Background: Low birth weight, unfavourable intrauterine conditions, and post-natal catch-up growth are associated with a subsequent impact on growth and pubertal development. Start of puberty is genetically determined but might be altered due to environmental influences.
Objective and hypotheses: In a longitudinal study we observed genetically identical twins with intra-twin birth-weight (bw) differences from birth until puberty.
Method: 30 pairs of monozygotic twins with intra-twin bw-differences were seen at birth, at a mean of 2.8, 9.8 (prepubertal), and 14.6 (during/post-puberty) years. Birth-weight difference of <1 SDS was defined concordant (n=14), bw-difference >1 SDS was defined discordant (n=16).
········
* _WORK INSTRUCTIONS_
• 1. Answer these questions about the twin birth-weight abstract:
(a) How many pairs of monozygotic twins were seen?
(b) What birth-weight difference was defined as discordant?
(c) At what mean age was the prepubertal visit?
• 2. Print the part of the twin birth-weight abstract starting at "Objective and hypotheses: In" and ending at "defined discordant (n=16).".
• 3. Carry on the twin birth-weight abstract from where it stops.
The data that follow are from a separate source.

* _RECORDED DATA_
········
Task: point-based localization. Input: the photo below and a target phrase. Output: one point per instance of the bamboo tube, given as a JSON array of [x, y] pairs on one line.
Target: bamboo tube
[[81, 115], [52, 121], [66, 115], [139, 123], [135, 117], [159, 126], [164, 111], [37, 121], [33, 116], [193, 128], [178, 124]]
········
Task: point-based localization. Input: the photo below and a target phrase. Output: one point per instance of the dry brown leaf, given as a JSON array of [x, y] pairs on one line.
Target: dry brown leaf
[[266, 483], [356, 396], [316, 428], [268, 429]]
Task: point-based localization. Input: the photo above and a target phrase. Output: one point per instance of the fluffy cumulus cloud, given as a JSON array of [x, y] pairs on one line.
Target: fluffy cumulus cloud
········
* _ANSWERS TO THE EXERCISES_
• 1.
(a) 30 pairs
(b) A difference greater than 1 SDS
(c) 9.8 years

• 2.
Objective and hypotheses: In a longitudinal study we observed genetically identical twins with intra-twin birth-weight (bw) differences from birth until puberty.
Method: 30 pairs of monozygotic twins with intra-twin bw-differences were seen at birth, at a mean of 2.8, 9.8 (prepubertal), and 14.6 (during/post-puberty) years. Birth-weight difference of <1 SDS was defined concordant (n=14), bw-difference >1 SDS was defined discordant (n=16).

• 3.
Results: Auxiology: In all twin-pairs major catch-up growth occurred from birth to 2.8 years followed by only a slight further catch-up during puberty. However, a significant intra-twin difference for height-SDS remained until the age of 14.6 years (P<0.001). By analysing concordant and discordant twin-pairs separately, we found that concordant twin-pairs remained significantly different only concerning BMISDS (P<0.05) but not for height-SDS, whereas in the discordant twins significant differences were observed for height (P<0.001) and BMISDS (P<0.01). Puberty: In 63% (19/30) the former lighter twin started puberty before the co-twin, and in only 26% (8/30) the larger twin started first (3/8: no difference reported). In 77% of the girls (10/13) the former lighter twin experienced menarche before the co-twin. In the majority of the boys voice-breaking occurred earlier in the lighter twin. The observed differences were even more pronounced by analysing only the discordant twin-pairs: all lighter girls showed menarche first (median age 12.5 vs 12.8 years).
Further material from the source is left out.